I guess I can segue to sort of one of the topics I have here in my talking points, which is measuring the success of a training is a notoriously fascinating and challenging thing to do.
Within the training industry, there's sort of a famous methodology which involves four levels of measuring the success of the training.
And most people have experienced level one. After taking a training, have you ever been surveyed by the trainers or whoever the teacher was?
And you usually get a survey and it says, how did you like the training?
Did you find it useful?
Did you find it relevant? Did the instructor present well? How would you improve the course and stuff like that?
So, that's just level one reaction. Did the learner, the trainee, enjoy the training?
And did they find it useful? So, that's good.
We always look at that. We definitely are interested in that. But interestingly, that doesn't always tell you if the person's going to be able to do what you taught them to do.
They may have loved your training, but are they then going to go and apply that knowledge to the job that you're training them to do?
So, the second level would be the evaluation.
So, on all of our e-learnings, we have an assessment at the end to make sure you, it's sort of more, it's something to make sure you know it.
It's actually more like reinforcing it as sort of like a spaced repetition methodology in order to help you memorize some of the things you need to memorize when it is that kind of prescriptive knowledge.
So, that's evaluation.
So, level one, again, did you like the training? Level two is evaluation.
Are you able to repeat some of the stuff that we just taught you in the form of an evaluation?
Level three is where it gets really interesting is where we see did the thing we taught you, are you now able to take that information and apply it to your job?
So, this is where we actually need to do some observation on the work that our people are doing to see if we gave them a training on a product, are they actually able to solve issues related to that product?
So, we're doing this not to assess the learner.
We're doing this to assess our job as trainers to see what do we need to change in our training.
Maybe we are missing and we're going over, maybe we're spending too long talking about one subject and not long enough talking about another.
How are you going to know that? So, this is why it's really important when we do a training that we make sure that we have very specific learning objectives and goals about this training to say, look, after this training, the learner, the trainee, the attendee should be able to solve customer issues related to this thing.

> _Entries supplied_
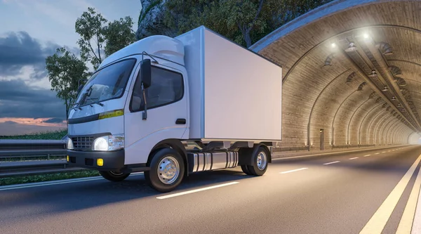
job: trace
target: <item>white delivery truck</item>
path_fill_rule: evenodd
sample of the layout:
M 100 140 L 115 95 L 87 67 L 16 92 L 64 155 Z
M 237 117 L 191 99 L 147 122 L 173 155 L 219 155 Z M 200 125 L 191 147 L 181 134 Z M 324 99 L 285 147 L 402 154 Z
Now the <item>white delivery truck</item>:
M 68 120 L 69 164 L 109 181 L 145 171 L 173 190 L 192 173 L 262 176 L 281 140 L 281 67 L 205 27 L 112 54 Z

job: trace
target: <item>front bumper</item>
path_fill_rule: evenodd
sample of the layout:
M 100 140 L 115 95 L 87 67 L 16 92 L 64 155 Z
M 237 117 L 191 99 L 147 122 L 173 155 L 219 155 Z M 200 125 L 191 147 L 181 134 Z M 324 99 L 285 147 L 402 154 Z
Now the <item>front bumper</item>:
M 69 165 L 100 171 L 119 171 L 124 167 L 124 150 L 117 151 L 76 151 L 67 150 Z M 97 164 L 102 159 L 102 166 Z

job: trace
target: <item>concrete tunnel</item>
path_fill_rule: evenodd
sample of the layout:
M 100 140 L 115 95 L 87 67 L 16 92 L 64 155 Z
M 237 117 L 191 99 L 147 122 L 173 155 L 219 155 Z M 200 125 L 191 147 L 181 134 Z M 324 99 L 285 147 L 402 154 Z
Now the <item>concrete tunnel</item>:
M 281 148 L 417 143 L 420 1 L 334 1 L 249 48 L 283 67 Z

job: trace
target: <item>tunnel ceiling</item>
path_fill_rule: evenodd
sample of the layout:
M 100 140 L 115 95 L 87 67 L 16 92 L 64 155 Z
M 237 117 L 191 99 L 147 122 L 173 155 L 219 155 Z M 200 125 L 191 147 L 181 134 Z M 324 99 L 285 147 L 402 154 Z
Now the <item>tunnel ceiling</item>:
M 420 1 L 335 1 L 253 45 L 283 67 L 283 135 L 301 145 L 318 128 L 330 142 L 343 129 L 344 144 L 373 124 L 420 132 Z

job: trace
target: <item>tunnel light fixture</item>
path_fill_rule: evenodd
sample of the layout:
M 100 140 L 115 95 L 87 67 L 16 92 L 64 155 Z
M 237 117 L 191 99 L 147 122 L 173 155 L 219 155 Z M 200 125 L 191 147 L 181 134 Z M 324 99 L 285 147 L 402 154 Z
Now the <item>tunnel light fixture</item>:
M 377 77 L 377 72 L 375 72 L 375 70 L 371 70 L 371 73 L 370 73 L 370 74 L 368 75 L 368 77 Z
M 346 52 L 352 52 L 356 51 L 356 46 L 354 42 L 349 43 L 348 48 L 345 48 Z

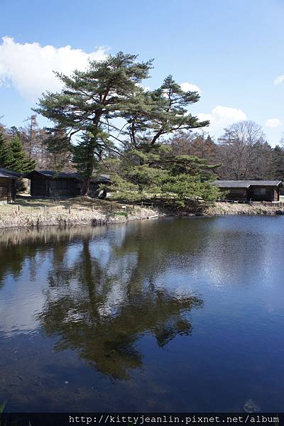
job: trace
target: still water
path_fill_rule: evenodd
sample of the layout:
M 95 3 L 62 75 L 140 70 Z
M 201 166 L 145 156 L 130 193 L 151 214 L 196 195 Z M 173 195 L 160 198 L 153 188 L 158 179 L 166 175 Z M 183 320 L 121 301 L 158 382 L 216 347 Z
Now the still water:
M 283 411 L 283 217 L 0 232 L 7 411 Z

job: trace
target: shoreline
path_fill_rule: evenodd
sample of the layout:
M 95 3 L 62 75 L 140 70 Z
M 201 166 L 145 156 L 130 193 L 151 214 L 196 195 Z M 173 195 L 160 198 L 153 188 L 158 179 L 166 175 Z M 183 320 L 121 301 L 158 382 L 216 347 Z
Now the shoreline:
M 72 200 L 71 200 L 72 202 Z M 101 206 L 102 207 L 102 206 Z M 105 207 L 104 204 L 102 207 Z M 203 211 L 195 212 L 160 212 L 146 207 L 136 207 L 134 211 L 124 206 L 126 210 L 122 211 L 124 206 L 114 204 L 109 202 L 108 208 L 116 209 L 114 212 L 104 212 L 102 209 L 94 210 L 85 207 L 75 209 L 66 207 L 66 204 L 43 207 L 21 206 L 17 203 L 9 204 L 5 209 L 0 206 L 0 229 L 38 229 L 45 226 L 58 226 L 61 228 L 75 226 L 106 226 L 111 224 L 122 224 L 135 220 L 151 219 L 169 217 L 213 217 L 224 215 L 266 215 L 277 216 L 284 214 L 284 207 L 278 205 L 257 206 L 237 203 L 215 203 L 206 207 Z

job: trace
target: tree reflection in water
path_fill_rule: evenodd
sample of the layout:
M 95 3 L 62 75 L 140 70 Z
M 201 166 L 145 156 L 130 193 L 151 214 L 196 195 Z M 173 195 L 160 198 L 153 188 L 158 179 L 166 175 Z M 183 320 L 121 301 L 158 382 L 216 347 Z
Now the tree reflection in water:
M 120 380 L 142 366 L 142 336 L 152 335 L 164 346 L 178 334 L 189 335 L 188 315 L 203 305 L 190 292 L 179 294 L 156 285 L 167 268 L 163 252 L 169 243 L 155 241 L 146 247 L 143 236 L 135 236 L 126 232 L 102 256 L 96 254 L 100 241 L 84 236 L 72 264 L 65 259 L 66 241 L 62 249 L 57 246 L 39 315 L 48 335 L 58 337 L 56 350 L 77 350 L 97 371 Z

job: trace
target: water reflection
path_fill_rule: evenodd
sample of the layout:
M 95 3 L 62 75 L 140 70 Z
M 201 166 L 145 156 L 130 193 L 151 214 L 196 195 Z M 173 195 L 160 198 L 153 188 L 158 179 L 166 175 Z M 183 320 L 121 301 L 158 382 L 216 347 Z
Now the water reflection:
M 187 315 L 202 306 L 202 300 L 190 293 L 178 295 L 156 288 L 153 276 L 150 282 L 142 279 L 138 259 L 143 257 L 143 244 L 136 247 L 136 263 L 131 258 L 125 262 L 126 250 L 116 250 L 102 268 L 91 254 L 92 244 L 89 237 L 84 238 L 77 258 L 67 268 L 60 251 L 49 274 L 40 323 L 48 335 L 60 337 L 57 350 L 77 349 L 100 372 L 126 379 L 129 370 L 143 364 L 136 346 L 139 338 L 150 333 L 163 346 L 177 334 L 189 335 L 192 326 Z M 153 253 L 151 258 L 154 262 Z M 123 281 L 117 273 L 120 265 L 112 267 L 114 261 L 123 263 Z
M 180 294 L 155 285 L 167 268 L 170 241 L 162 234 L 149 247 L 143 228 L 137 227 L 138 235 L 131 227 L 116 229 L 115 241 L 104 239 L 107 231 L 99 229 L 48 238 L 46 230 L 31 232 L 25 244 L 16 234 L 9 239 L 11 256 L 1 266 L 2 276 L 7 271 L 18 276 L 26 258 L 34 271 L 39 253 L 42 266 L 45 253 L 52 258 L 43 303 L 34 310 L 37 326 L 57 337 L 56 351 L 78 351 L 101 373 L 121 380 L 143 365 L 137 345 L 142 336 L 153 336 L 163 347 L 177 335 L 190 335 L 189 313 L 203 305 L 190 290 Z
M 0 402 L 280 410 L 283 221 L 0 231 Z

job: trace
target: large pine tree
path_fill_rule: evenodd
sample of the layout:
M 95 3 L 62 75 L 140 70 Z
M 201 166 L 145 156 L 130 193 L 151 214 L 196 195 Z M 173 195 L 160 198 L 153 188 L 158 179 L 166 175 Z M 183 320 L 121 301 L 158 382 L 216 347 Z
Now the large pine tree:
M 65 143 L 75 151 L 84 178 L 83 195 L 88 192 L 101 143 L 108 144 L 110 121 L 143 92 L 139 84 L 148 77 L 151 61 L 137 62 L 136 59 L 135 55 L 121 52 L 103 61 L 90 62 L 86 71 L 76 70 L 70 77 L 58 73 L 64 84 L 62 92 L 43 95 L 36 109 L 55 123 L 53 132 L 66 134 L 58 147 L 61 149 Z
M 35 168 L 36 162 L 27 158 L 18 136 L 5 141 L 0 133 L 0 167 L 19 173 L 28 173 Z

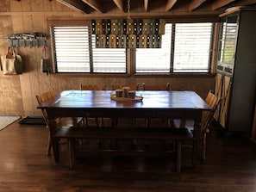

> _Tasks to perform_
1 - In the training talk, what does level one of measuring training success check?
2 - Please say whether each statement agrees with the training talk, answering yes or no and quoting the words that decide it. (a) The e-learnings end with an assessment. (b) The level three observation is done to assess the learner. (c) Level two is where the speaker's team observes people's work on the job.

> _Answer list_
1 - Level one is reaction: whether the trainee enjoyed the training and found it useful.

2 -
(a) Yes: "on all of our e-learnings, we have an assessment at the end"
(b) No: "we're doing this not to assess the learner."
(c) No: "Level two is evaluation." Observation belongs to level three: "Level three is where it gets really interesting" and "this is where we actually need to do some observation on the work that our people are doing"